BEGIN Exercise materials
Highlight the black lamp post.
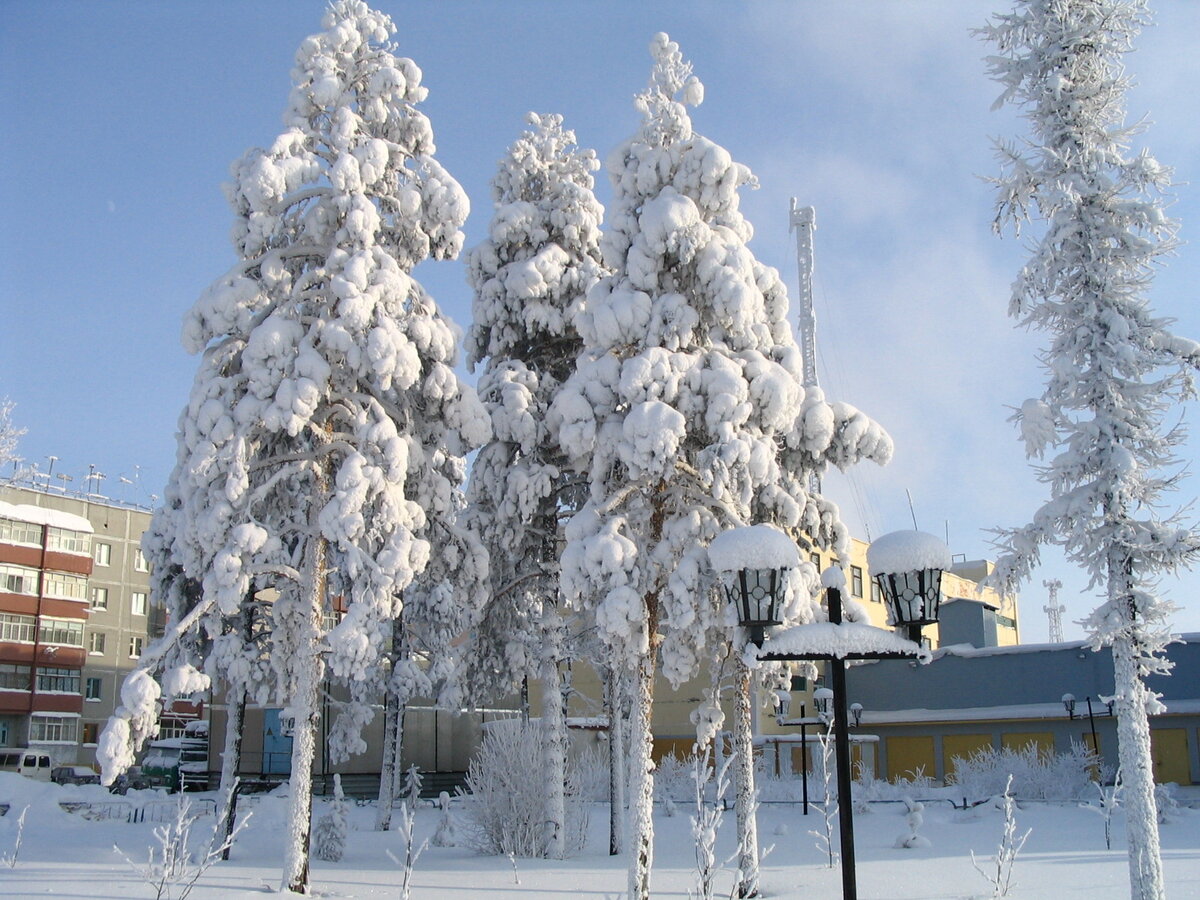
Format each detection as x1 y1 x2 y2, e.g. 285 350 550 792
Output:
725 568 787 647
720 532 950 900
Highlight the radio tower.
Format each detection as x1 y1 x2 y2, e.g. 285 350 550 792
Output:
1042 578 1067 643
788 197 821 493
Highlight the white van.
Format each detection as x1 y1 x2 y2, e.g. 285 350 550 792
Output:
0 746 53 781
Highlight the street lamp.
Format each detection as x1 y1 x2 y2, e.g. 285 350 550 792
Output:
709 526 950 900
866 532 950 643
1062 694 1091 719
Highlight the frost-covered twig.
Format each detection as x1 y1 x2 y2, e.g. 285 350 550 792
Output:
113 794 250 900
971 775 1033 898
0 806 29 869
809 722 839 869
388 803 430 900
688 744 733 900
1084 769 1124 850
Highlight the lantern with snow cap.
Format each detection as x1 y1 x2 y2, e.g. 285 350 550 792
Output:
708 524 800 647
866 532 950 643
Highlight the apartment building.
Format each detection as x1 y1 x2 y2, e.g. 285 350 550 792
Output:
0 482 161 764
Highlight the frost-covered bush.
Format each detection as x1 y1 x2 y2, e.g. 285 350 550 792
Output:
947 744 1099 800
312 775 349 863
851 766 937 803
461 720 587 857
654 752 696 803
575 746 610 802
END Exercise materials
Rewrite every line of the entries from the first one up to and including the line with "1062 694 1091 719", moving each bounding-box coordinate in the answers up by 82. Leave the pictures out.

Highlight the black lamp post.
Format each detection as x1 y1 x2 y2, e.g. 285 350 550 792
Output:
807 650 869 729
802 614 1032 982
Highlight the radio tower.
Format each detection as x1 y1 x2 y2, e.g. 285 350 550 792
Output:
1124 660 1149 725
870 279 903 575
Highlight the white van.
Format each detection as x1 y1 x2 y2, e.g. 285 350 550 792
Output:
82 828 135 863
Highlight the street lamp.
Format each detection as x1 y1 x2 y2, e.g. 285 350 550 792
Output:
791 608 1032 982
948 614 1032 725
1144 776 1173 801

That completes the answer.